[Exercise directions] Set out exactly every line of the entries below, starting at the line that holds "Where can you spot the ripple" and stopping after the line that holds "Where can you spot the man in".

═══ Study material ═══

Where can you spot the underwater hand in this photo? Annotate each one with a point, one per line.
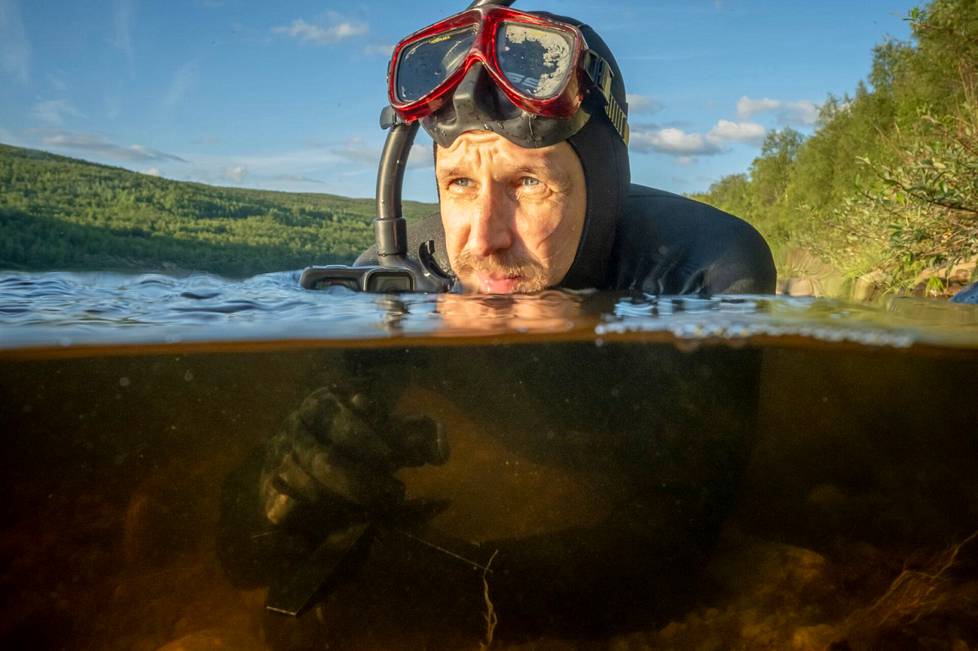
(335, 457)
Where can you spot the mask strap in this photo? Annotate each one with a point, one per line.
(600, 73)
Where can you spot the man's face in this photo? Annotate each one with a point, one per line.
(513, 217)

═══
═══ Study material ═══

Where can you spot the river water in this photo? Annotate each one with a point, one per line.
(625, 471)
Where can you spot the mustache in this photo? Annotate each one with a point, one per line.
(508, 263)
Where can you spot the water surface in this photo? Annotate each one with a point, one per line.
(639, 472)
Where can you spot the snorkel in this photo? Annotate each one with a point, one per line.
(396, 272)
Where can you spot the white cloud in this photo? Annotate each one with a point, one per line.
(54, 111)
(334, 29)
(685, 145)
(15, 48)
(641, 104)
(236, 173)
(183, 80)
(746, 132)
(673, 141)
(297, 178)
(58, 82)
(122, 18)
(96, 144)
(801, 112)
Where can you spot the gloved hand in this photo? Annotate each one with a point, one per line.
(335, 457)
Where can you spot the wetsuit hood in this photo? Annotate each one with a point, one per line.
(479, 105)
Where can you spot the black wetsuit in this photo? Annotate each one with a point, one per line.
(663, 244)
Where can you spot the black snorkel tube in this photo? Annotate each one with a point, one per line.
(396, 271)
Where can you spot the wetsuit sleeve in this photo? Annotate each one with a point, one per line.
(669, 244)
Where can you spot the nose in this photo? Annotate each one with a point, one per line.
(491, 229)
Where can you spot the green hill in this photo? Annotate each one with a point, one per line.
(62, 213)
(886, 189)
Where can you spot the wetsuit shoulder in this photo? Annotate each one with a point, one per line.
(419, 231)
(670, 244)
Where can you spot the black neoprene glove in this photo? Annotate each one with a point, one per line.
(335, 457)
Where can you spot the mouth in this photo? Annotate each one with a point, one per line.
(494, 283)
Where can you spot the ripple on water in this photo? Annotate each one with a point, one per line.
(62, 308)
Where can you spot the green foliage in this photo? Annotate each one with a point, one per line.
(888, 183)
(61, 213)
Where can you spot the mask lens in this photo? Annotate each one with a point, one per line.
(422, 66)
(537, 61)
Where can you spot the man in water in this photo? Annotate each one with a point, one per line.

═══

[Solved problem]
Where can you spot the ripple on water in this photo? Annotate each one with a point, one per line.
(62, 308)
Where can you spot the green foliage in this photo? Annotate each one with a point, one per line.
(888, 183)
(61, 213)
Where can you spot the mask lens in this photo? Annotate each one with a point, one per line.
(422, 66)
(537, 61)
Where can you spot the man in water in this photo? Annotate each one with a point, one per line.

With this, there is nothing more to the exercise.